## DATASET EXCERPTS
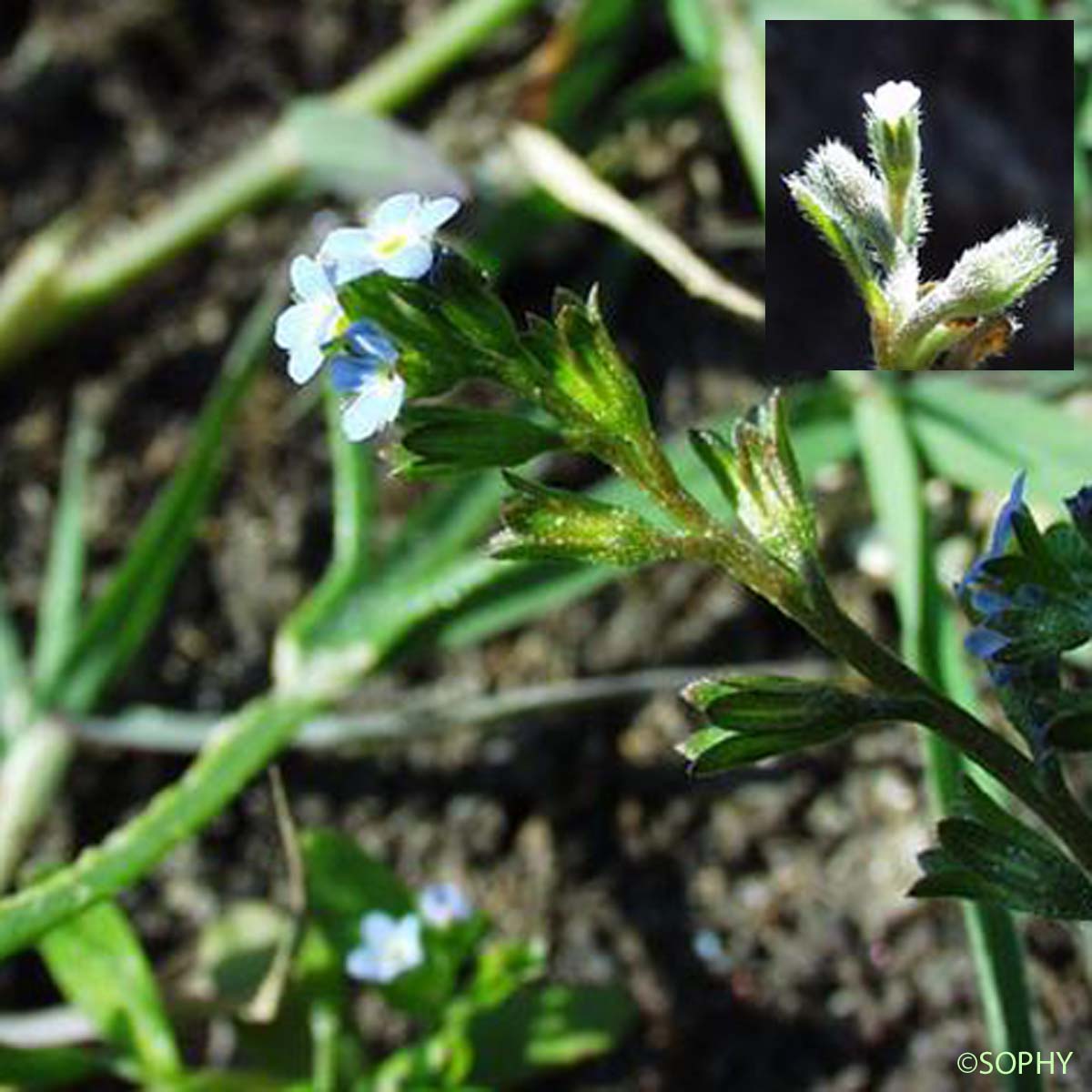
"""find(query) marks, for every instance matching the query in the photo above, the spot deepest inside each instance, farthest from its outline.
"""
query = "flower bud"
(893, 120)
(893, 123)
(852, 196)
(989, 277)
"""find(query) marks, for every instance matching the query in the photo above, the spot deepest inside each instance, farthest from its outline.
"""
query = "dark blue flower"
(1080, 509)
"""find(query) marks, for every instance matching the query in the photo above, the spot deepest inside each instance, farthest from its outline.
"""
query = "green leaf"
(49, 1067)
(14, 691)
(344, 884)
(496, 598)
(120, 620)
(238, 949)
(450, 440)
(976, 437)
(241, 746)
(693, 30)
(99, 966)
(552, 524)
(774, 703)
(363, 156)
(991, 855)
(1082, 292)
(547, 1027)
(59, 607)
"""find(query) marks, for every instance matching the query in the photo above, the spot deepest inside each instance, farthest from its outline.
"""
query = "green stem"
(842, 636)
(742, 64)
(31, 774)
(49, 288)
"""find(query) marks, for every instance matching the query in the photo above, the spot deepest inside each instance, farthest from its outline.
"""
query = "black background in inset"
(997, 147)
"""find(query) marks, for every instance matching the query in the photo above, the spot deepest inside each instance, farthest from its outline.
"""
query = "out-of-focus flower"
(441, 905)
(391, 947)
(304, 328)
(398, 238)
(363, 369)
(976, 585)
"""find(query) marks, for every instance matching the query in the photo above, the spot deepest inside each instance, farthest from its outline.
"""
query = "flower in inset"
(363, 369)
(441, 905)
(894, 101)
(391, 947)
(398, 238)
(304, 328)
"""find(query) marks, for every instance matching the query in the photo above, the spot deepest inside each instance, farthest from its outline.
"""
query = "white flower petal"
(361, 964)
(396, 211)
(377, 928)
(371, 410)
(894, 99)
(348, 251)
(304, 363)
(410, 261)
(290, 325)
(435, 214)
(308, 278)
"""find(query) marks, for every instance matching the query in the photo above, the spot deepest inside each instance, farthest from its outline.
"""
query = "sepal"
(759, 475)
(442, 440)
(552, 524)
(753, 718)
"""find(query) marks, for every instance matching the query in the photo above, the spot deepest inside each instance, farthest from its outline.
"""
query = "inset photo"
(920, 203)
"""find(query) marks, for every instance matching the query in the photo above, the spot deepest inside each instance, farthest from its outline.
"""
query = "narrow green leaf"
(59, 612)
(344, 884)
(932, 643)
(241, 747)
(119, 621)
(513, 593)
(544, 1027)
(44, 1067)
(709, 754)
(14, 680)
(99, 966)
(453, 440)
(977, 438)
(1027, 877)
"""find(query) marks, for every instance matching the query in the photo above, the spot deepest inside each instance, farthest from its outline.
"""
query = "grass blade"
(123, 616)
(240, 749)
(101, 966)
(931, 644)
(14, 680)
(58, 620)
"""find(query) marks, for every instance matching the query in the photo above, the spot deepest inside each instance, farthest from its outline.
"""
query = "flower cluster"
(314, 330)
(875, 222)
(393, 945)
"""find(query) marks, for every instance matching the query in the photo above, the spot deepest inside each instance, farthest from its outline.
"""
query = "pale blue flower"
(363, 369)
(305, 327)
(442, 905)
(391, 947)
(398, 238)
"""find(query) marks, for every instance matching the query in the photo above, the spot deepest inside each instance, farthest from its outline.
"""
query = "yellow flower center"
(392, 244)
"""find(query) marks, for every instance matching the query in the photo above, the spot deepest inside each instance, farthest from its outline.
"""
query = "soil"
(759, 922)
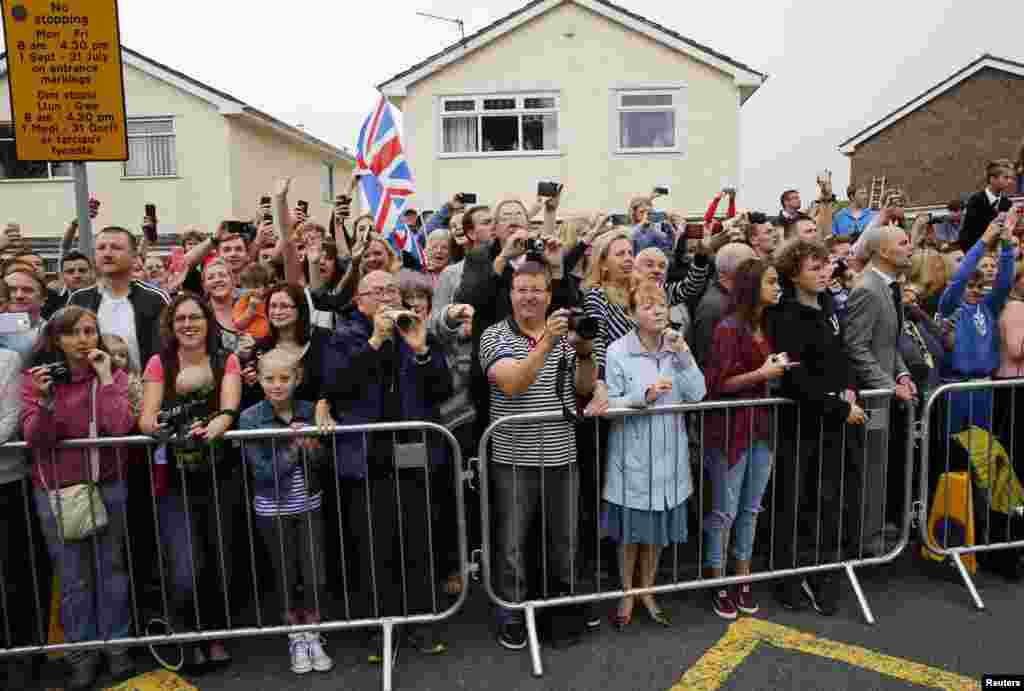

## WORK REQUIRED
Your answer should be every entry repeated exactly, minus the pictures.

## RESULT OF THIS EXERCISE
"""find(query) marks, for every instance matching the query in the photo above, the spot deepest inside each instance, farthest from its outline.
"""
query = "flower bud"
(893, 120)
(893, 123)
(852, 196)
(989, 277)
"""find(query) marks, for every instance matching the query in the photo above, the spot deepest inside each instance, farthest from its outline.
"""
query = "dark blue flower"
(1080, 509)
"""find(query) marks, for every instance matching the query in the photo above, the spot deepest inside each instance, farthest from its outline.
"""
query = "green leaf"
(49, 1067)
(14, 691)
(344, 884)
(496, 598)
(120, 620)
(238, 949)
(450, 440)
(976, 437)
(241, 746)
(693, 30)
(99, 966)
(552, 524)
(774, 703)
(363, 156)
(991, 855)
(1082, 292)
(547, 1027)
(59, 607)
"""find(query) marks, for every instance matching the query in the photo above, the spot deepest inside each instance, farthest from its outline.
"""
query = "green stem"
(842, 636)
(742, 64)
(31, 774)
(49, 288)
"""find(query) marks, for every instance matching the query in the photo above, the spot deepest inside each instance, farthest from its outline.
"""
query = "black background in inset"
(997, 147)
"""find(query) marks, for every instance matching the query in the photo above, the spot deepest inside each instance, farthest from its outline.
"""
query = "out-of-focus flower"
(441, 905)
(391, 947)
(304, 328)
(398, 238)
(363, 369)
(976, 585)
"""find(query) marks, for every instance matching the query in the photo above, the spot deepest inside each instance, farthest from its outline.
"""
query = "flower in inset"
(363, 369)
(441, 905)
(894, 101)
(391, 947)
(398, 238)
(304, 328)
"""find(query) marks, for every instance matching the query in the photo above, the spot deepest inside each instance, farthest from its outline.
"""
query = "white flower petal"
(361, 964)
(396, 211)
(377, 928)
(371, 410)
(894, 99)
(348, 251)
(304, 363)
(410, 261)
(290, 325)
(435, 214)
(308, 278)
"""find(query) marks, for every instance matching the query in the photo above, the spot deepest inside each instance, farthest from its outline.
"""
query = "sepal"
(759, 475)
(442, 440)
(552, 524)
(753, 718)
"""find(query) marks, for every instance matching the query in the photo above, the spot deepest inside each instance, farthest from its outline.
"""
query = "inset photo"
(920, 203)
"""find(query) marks, for every instance matching the query in the photo above, the spot deepest inside each instance, farthest from its outline.
"""
query = "narrow green leaf"
(59, 612)
(344, 884)
(932, 643)
(241, 747)
(119, 621)
(513, 593)
(544, 1027)
(44, 1067)
(709, 754)
(14, 680)
(99, 966)
(453, 440)
(977, 438)
(1027, 877)
"""find(query) marks, for every instance matching the query in the photo above, the spot deepest inside each instance, farthest from its outline.
"""
query = "grass blade"
(123, 616)
(240, 749)
(101, 966)
(931, 644)
(14, 680)
(58, 620)
"""find(query) marks, for every instance matching the query in the photo above, the spot deepest inside each instance, farthest from its outline.
"""
query = "flower cluster"
(314, 330)
(875, 222)
(393, 945)
"""find(query) marks, for every instance matching the query in the photo above, the spot deepest inside each instance, farthest from its outline.
"""
query = "pale blue flower"
(363, 369)
(305, 327)
(442, 905)
(391, 947)
(398, 238)
"""find(query) marks, for every instance matching the query in the photo above, the spot deepest inside each instance, farthest from its outline.
"""
query = "yellow flower center"
(392, 244)
"""find(query) marks, for every instance matching the query in the photo above, the spot deepest inside each instance, farthest from its outline.
"""
query = "soil"
(759, 922)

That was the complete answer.